====== Stored data

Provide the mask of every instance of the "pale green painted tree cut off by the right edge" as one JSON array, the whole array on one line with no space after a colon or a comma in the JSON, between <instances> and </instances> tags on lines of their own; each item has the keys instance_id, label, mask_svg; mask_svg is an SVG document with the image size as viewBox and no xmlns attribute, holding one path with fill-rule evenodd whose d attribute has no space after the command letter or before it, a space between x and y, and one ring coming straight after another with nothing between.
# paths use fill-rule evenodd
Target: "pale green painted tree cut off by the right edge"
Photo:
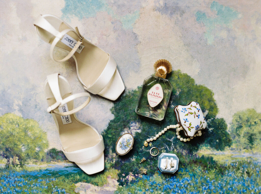
<instances>
[{"instance_id":1,"label":"pale green painted tree cut off by the right edge","mask_svg":"<svg viewBox=\"0 0 261 194\"><path fill-rule=\"evenodd\" d=\"M261 150L261 113L256 110L247 109L235 113L229 131L234 147Z\"/></svg>"}]
</instances>

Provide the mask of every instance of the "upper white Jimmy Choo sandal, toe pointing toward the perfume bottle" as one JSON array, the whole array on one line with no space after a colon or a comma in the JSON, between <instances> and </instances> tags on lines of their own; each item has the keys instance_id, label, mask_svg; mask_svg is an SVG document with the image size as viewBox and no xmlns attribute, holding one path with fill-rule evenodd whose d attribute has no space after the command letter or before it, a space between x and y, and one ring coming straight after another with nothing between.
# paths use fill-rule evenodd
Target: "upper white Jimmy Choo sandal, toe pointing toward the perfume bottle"
<instances>
[{"instance_id":1,"label":"upper white Jimmy Choo sandal, toe pointing toward the perfume bottle","mask_svg":"<svg viewBox=\"0 0 261 194\"><path fill-rule=\"evenodd\" d=\"M38 16L34 25L38 35L51 44L52 59L55 47L69 52L65 58L55 61L74 58L84 89L110 100L116 100L121 95L125 87L115 60L109 53L84 39L77 27L74 30L60 18L49 14Z\"/></svg>"}]
</instances>

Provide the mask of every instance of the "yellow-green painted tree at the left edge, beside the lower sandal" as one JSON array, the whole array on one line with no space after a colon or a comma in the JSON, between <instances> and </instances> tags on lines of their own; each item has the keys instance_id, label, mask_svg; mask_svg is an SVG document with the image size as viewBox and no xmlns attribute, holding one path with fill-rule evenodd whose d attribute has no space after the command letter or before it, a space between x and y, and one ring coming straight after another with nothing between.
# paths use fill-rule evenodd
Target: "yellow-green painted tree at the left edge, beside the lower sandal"
<instances>
[{"instance_id":1,"label":"yellow-green painted tree at the left edge, beside the lower sandal","mask_svg":"<svg viewBox=\"0 0 261 194\"><path fill-rule=\"evenodd\" d=\"M0 155L7 166L23 166L27 160L41 160L48 148L46 132L33 119L12 113L0 117Z\"/></svg>"}]
</instances>

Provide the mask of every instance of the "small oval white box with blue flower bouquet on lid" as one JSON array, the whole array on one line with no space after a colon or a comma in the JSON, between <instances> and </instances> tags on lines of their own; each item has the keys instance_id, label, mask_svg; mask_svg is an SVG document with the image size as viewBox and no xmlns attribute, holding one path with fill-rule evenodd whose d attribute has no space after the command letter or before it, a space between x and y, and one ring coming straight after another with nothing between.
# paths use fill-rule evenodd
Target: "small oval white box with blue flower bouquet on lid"
<instances>
[{"instance_id":1,"label":"small oval white box with blue flower bouquet on lid","mask_svg":"<svg viewBox=\"0 0 261 194\"><path fill-rule=\"evenodd\" d=\"M125 155L131 151L134 143L133 135L130 133L123 134L120 136L116 142L116 153L119 155Z\"/></svg>"}]
</instances>

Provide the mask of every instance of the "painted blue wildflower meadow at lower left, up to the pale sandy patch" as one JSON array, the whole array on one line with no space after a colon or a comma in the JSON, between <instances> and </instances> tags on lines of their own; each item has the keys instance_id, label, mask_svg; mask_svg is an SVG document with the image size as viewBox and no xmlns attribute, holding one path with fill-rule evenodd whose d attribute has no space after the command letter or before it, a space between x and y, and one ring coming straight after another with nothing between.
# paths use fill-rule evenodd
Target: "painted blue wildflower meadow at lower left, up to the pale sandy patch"
<instances>
[{"instance_id":1,"label":"painted blue wildflower meadow at lower left, up to the pale sandy patch","mask_svg":"<svg viewBox=\"0 0 261 194\"><path fill-rule=\"evenodd\" d=\"M117 173L115 169L107 169L103 173L87 175L72 163L49 164L45 169L35 170L0 169L0 193L75 193L76 183L103 186L108 176L117 179Z\"/></svg>"}]
</instances>

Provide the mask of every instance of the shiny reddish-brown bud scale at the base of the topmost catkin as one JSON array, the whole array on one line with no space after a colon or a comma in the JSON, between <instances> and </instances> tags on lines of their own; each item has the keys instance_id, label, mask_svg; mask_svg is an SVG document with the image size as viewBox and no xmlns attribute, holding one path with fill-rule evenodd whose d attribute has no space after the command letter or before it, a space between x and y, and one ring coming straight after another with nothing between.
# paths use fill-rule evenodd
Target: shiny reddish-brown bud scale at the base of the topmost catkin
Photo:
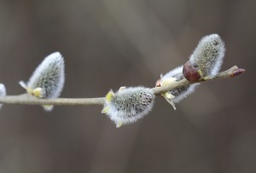
<instances>
[{"instance_id":1,"label":"shiny reddish-brown bud scale at the base of the topmost catkin","mask_svg":"<svg viewBox=\"0 0 256 173\"><path fill-rule=\"evenodd\" d=\"M190 82L197 82L201 79L200 70L193 66L190 61L183 65L183 76Z\"/></svg>"}]
</instances>

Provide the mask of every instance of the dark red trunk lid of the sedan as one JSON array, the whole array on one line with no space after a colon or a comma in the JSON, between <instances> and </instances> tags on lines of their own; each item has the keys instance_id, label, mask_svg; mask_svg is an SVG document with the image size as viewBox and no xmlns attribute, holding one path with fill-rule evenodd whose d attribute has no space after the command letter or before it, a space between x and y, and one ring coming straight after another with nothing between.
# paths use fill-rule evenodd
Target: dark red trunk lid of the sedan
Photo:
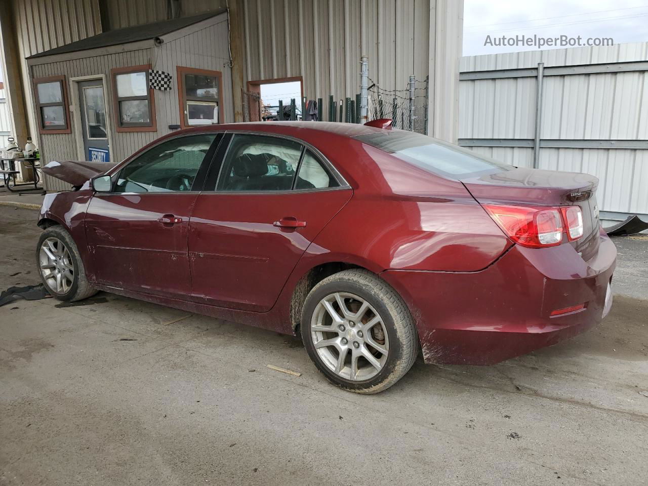
<instances>
[{"instance_id":1,"label":"dark red trunk lid of the sedan","mask_svg":"<svg viewBox=\"0 0 648 486\"><path fill-rule=\"evenodd\" d=\"M599 247L598 181L590 174L533 168L514 168L460 179L481 204L579 206L583 237L570 244L588 260Z\"/></svg>"}]
</instances>

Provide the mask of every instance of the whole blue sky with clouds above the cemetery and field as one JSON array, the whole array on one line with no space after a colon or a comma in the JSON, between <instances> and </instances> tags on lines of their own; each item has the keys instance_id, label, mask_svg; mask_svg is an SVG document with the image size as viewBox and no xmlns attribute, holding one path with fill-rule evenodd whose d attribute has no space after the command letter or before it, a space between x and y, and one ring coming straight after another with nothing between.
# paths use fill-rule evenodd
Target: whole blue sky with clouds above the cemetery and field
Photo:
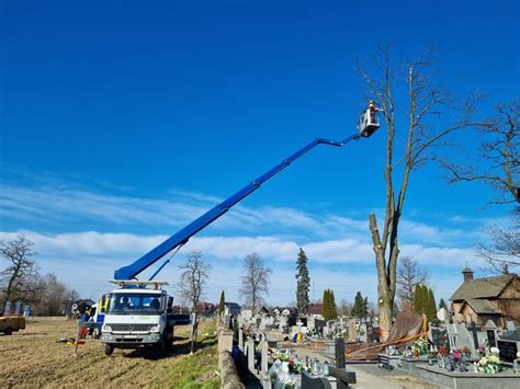
<instances>
[{"instance_id":1,"label":"whole blue sky with clouds above the cemetery and field","mask_svg":"<svg viewBox=\"0 0 520 389\"><path fill-rule=\"evenodd\" d=\"M315 137L342 139L366 103L354 70L393 42L396 60L438 47L439 82L488 93L478 115L518 98L515 1L0 1L0 236L24 233L42 272L87 297L216 202ZM403 96L398 98L402 102ZM399 123L406 113L399 111ZM403 130L403 129L402 129ZM475 157L475 137L462 139ZM240 260L273 270L271 304L294 298L309 256L312 295L375 300L368 215L384 208L384 130L320 147L202 231L161 273L202 250L206 298L239 300ZM402 253L441 297L473 245L504 222L493 192L415 172ZM477 273L478 275L478 273Z\"/></svg>"}]
</instances>

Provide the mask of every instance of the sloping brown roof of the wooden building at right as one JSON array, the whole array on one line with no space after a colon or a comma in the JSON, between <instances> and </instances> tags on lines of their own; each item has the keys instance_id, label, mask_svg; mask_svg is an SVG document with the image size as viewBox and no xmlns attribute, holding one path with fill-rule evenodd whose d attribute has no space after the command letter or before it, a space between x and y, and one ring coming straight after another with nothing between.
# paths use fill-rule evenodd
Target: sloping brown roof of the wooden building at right
<instances>
[{"instance_id":1,"label":"sloping brown roof of the wooden building at right","mask_svg":"<svg viewBox=\"0 0 520 389\"><path fill-rule=\"evenodd\" d=\"M505 274L495 277L468 279L451 296L452 301L470 300L473 298L498 297L516 274Z\"/></svg>"}]
</instances>

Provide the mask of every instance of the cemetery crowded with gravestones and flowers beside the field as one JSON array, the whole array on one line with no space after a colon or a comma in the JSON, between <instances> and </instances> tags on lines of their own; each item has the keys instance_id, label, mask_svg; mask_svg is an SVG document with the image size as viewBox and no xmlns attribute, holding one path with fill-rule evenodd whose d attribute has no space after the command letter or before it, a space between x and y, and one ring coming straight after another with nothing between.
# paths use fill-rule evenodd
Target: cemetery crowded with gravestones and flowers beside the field
<instances>
[{"instance_id":1,"label":"cemetery crowded with gravestones and flowers beside the field","mask_svg":"<svg viewBox=\"0 0 520 389\"><path fill-rule=\"evenodd\" d=\"M518 388L518 322L505 320L500 328L496 321L502 323L501 318L479 325L454 317L456 312L442 308L428 322L425 314L403 311L384 342L376 318L327 321L286 307L261 307L256 313L244 309L225 316L223 323L237 375L263 388L355 387L359 364L439 387Z\"/></svg>"}]
</instances>

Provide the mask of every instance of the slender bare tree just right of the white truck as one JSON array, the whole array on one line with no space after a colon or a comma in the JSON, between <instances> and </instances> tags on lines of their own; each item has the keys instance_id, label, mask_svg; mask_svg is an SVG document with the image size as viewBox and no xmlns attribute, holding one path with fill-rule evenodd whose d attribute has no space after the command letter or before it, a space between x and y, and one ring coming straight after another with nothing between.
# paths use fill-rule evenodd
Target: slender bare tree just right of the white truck
<instances>
[{"instance_id":1,"label":"slender bare tree just right of the white truck","mask_svg":"<svg viewBox=\"0 0 520 389\"><path fill-rule=\"evenodd\" d=\"M210 277L210 265L202 259L202 252L193 251L188 254L186 260L179 266L181 279L179 282L179 296L184 304L191 306L193 313L191 352L193 353L199 328L197 306L204 294L204 286Z\"/></svg>"}]
</instances>

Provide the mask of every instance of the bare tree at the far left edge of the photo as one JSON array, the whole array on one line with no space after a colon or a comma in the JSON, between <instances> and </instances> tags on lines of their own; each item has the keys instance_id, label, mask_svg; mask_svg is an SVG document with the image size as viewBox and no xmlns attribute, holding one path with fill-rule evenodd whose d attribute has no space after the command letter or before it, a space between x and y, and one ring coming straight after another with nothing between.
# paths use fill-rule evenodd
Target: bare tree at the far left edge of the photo
<instances>
[{"instance_id":1,"label":"bare tree at the far left edge of the photo","mask_svg":"<svg viewBox=\"0 0 520 389\"><path fill-rule=\"evenodd\" d=\"M10 241L0 241L0 255L8 261L8 267L0 272L2 310L8 300L32 298L34 279L38 275L36 262L32 260L34 243L23 236Z\"/></svg>"}]
</instances>

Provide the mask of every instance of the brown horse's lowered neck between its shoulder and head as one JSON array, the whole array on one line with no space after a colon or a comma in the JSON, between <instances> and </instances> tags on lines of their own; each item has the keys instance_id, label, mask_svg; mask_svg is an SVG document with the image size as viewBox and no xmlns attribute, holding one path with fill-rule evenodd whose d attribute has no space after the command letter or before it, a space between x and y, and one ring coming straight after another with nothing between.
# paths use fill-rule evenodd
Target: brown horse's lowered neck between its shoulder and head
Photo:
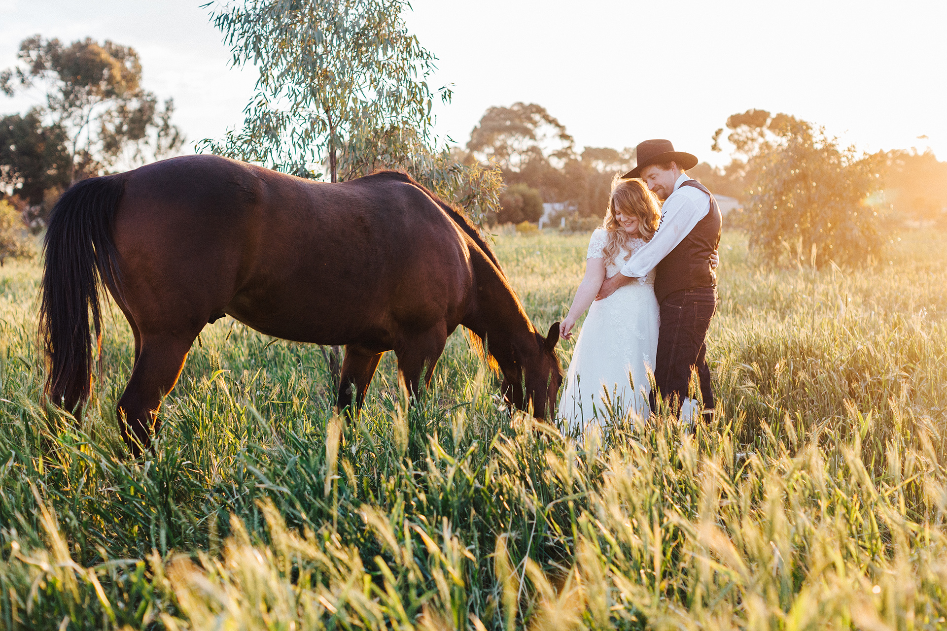
<instances>
[{"instance_id":1,"label":"brown horse's lowered neck between its shoulder and head","mask_svg":"<svg viewBox=\"0 0 947 631\"><path fill-rule=\"evenodd\" d=\"M484 340L505 375L516 374L535 329L502 273L485 255L472 254L476 297L462 324Z\"/></svg>"}]
</instances>

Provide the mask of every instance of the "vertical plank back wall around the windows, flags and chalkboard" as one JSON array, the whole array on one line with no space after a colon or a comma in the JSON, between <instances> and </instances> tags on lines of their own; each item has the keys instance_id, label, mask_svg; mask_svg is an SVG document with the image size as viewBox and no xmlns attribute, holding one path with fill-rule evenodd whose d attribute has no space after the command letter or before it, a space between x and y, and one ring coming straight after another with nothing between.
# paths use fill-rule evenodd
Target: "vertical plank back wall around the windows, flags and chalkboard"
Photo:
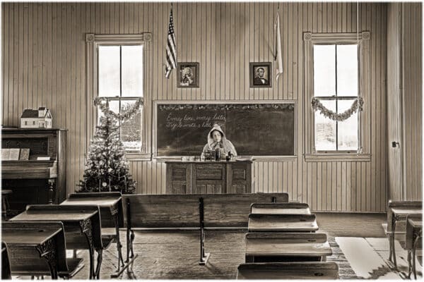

============

# Work to be completed
Copy out each line in the preceding records that contains "back".

# Written reply
Provide the mask of every instance of the "vertical plank back wall around the windows, flags and chalkboard" as one JSON array, the whole array on one line with no space after a colon or a comma in the JSON, between <instances> and </instances> tags on lines of their own; each item has the keys instance_id, label, mask_svg; mask_svg is an SVG document with the image size as viewBox and no xmlns attribute, holding one path with fill-rule evenodd whose d attribute has no space after the command letter or before it, a space between x and y, and one ring coming straight after another with nothing between.
Target: "vertical plank back wall around the windows, flags and chalkboard"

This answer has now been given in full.